PROVIDED TEXT

As reported last week, the Centers for Disease Control and Prevention (CDC) issued new guidelines regarding the resumption of activity by ships with the capacity to carry at least 250 passengers at once. One of the primary tenets of the "Framework for Conditional Sailing Order for Cruise Ships" requires ship companies to set up mock voyages during which volunteers will pretend to be passengers in order to properly test various virus mitigation strategies on board.
Although each cruise business will likely come up with its own plans, volunteer travelers shouldn't expect traditional trips. In fact, experiences will likely be defined by a whole lot of tests and not-too-enticing destinations—if any at all. We wouldn't be surprised if many of these mock journeys never actually took sail but, rather, stayed docked in place.
Already following orders, Royal Caribbean has announced its intention to recruit volunteers to kick off the mock cruises in early 2021. Although specific details have yet to be figured out, officials have suggested the possibility of sailing to the company's own private island, CocoCay, in the Bahamas.
"While we are eager to welcome our guests back on board, we have a lot to do between now and then, and we’re committed to taking the time to do things right," Royal Caribbean said in an official statement. "This includes training our crew in new health and safety protocols and conducting a number of trial sailings to stress-test those protocols in real-world conditions."
At this point, we'll personally volunteer for any sort of trip available. Even if it means staying in place, albeit on a beautiful ship.

STUDY QUESTIONS
1. Answer from the cruise article:
(a) What minimum passenger capacity defines the ships covered by the CDC guidelines?
(b) When does Royal Caribbean intend to start its mock cruises?
(c) Which destination have officials suggested for those sailings?
2. In one to three sentences, state why the cruise article says the CDC framework requires mock voyages with volunteers pretending to be passengers.

DATA EXTRACTS
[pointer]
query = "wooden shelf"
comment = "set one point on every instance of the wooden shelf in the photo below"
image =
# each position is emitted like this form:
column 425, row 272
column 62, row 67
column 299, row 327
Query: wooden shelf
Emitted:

RESPONSES BY TASK
1.
(a) Ships able to carry at least 250 passengers at once.
(b) Early 2021.
(c) The company's private island, CocoCay, in the Bahamas.

2. The mock voyages are meant to properly test various virus mitigation strategies on board. Royal Caribbean describes its trial sailings as a way to stress-test its new health and safety protocols in real-world conditions.